- _Task item_
Copy every row below word for word, leaving the pictures out.

** Entries shown follows **

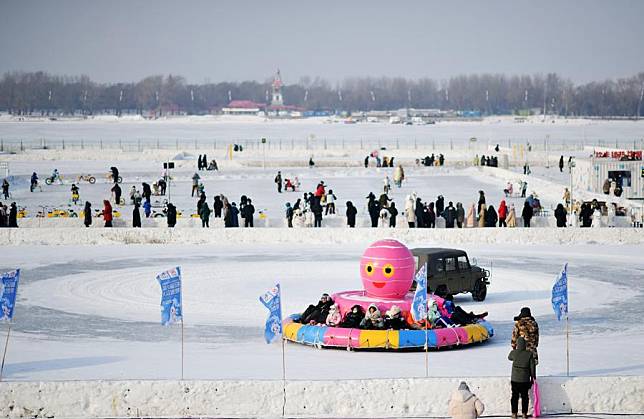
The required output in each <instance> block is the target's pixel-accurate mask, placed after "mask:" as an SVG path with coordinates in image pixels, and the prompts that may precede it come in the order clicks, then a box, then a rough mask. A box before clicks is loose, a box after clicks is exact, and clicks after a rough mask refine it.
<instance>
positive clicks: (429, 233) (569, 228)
mask: <svg viewBox="0 0 644 419" xmlns="http://www.w3.org/2000/svg"><path fill="white" fill-rule="evenodd" d="M384 237H392V238H396V239H398V240H401V241H403V242H408V243H427V244H432V245H445V244H449V245H462V244H525V245H535V244H582V243H587V244H642V243H644V232H643V231H642V230H641V229H630V228H610V229H609V228H584V229H582V228H559V229H558V228H468V229H383V228H373V229H372V228H357V229H349V228H320V229H313V228H311V229H288V228H253V229H250V228H249V229H246V228H236V229H224V228H213V229H200V228H191V229H169V228H143V229H133V228H111V229H110V228H90V229H84V228H81V227H76V228H39V229H35V228H34V229H28V228H19V229H9V228H5V229H0V241H1V242H2V243H3V244H4V245H14V246H15V245H33V244H42V245H100V244H221V243H252V244H263V243H266V244H270V243H301V244H305V245H311V244H330V243H337V244H340V243H356V244H363V243H369V242H372V241H375V240H379V239H382V238H384Z"/></svg>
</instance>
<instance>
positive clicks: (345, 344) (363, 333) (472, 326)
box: [284, 314, 494, 350]
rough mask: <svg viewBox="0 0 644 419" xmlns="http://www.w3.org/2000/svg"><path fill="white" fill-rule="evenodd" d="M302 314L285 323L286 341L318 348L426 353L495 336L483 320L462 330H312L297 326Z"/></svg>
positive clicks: (448, 329) (305, 324)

** End of Entries shown **

- _Answer to this exercise_
The required output in each <instance> block is the target's pixel-accurate mask, placed after "mask:" as an SVG path with coordinates in image pixels, and the prompts that may precede it come in the order clicks, then a box, then a rough mask. A box before clicks is loose, a box after clicks is exact, and clicks after a rough mask refine it.
<instance>
positive clicks: (429, 233) (569, 228)
mask: <svg viewBox="0 0 644 419" xmlns="http://www.w3.org/2000/svg"><path fill="white" fill-rule="evenodd" d="M384 237H392V238H396V239H398V240H401V241H403V242H408V243H427V244H432V245H445V244H449V245H462V244H525V245H535V244H582V243H587V244H642V243H644V232H643V231H642V230H641V229H630V228H610V229H609V228H584V229H582V228H559V229H558V228H468V229H383V228H373V229H372V228H357V229H349V228H320V229H313V228H311V229H288V228H253V229H250V228H249V229H246V228H236V229H224V228H213V229H200V228H191V229H169V228H143V229H133V228H111V229H110V228H90V229H84V228H81V227H76V228H39V229H35V228H34V229H28V228H19V229H9V228H5V229H0V241H1V242H2V243H3V244H4V245H14V246H15V245H33V244H42V245H100V244H221V243H252V244H263V243H266V244H270V243H301V244H305V245H311V244H330V243H337V244H340V243H356V244H363V243H369V242H372V241H375V240H379V239H382V238H384Z"/></svg>
</instance>
<instance>
positive clicks: (345, 344) (363, 333) (472, 326)
box: [284, 314, 494, 350]
rough mask: <svg viewBox="0 0 644 419" xmlns="http://www.w3.org/2000/svg"><path fill="white" fill-rule="evenodd" d="M302 314L285 323L286 341L318 348L426 353L495 336L483 320L462 330H312L297 326Z"/></svg>
positive clicks: (448, 329) (305, 324)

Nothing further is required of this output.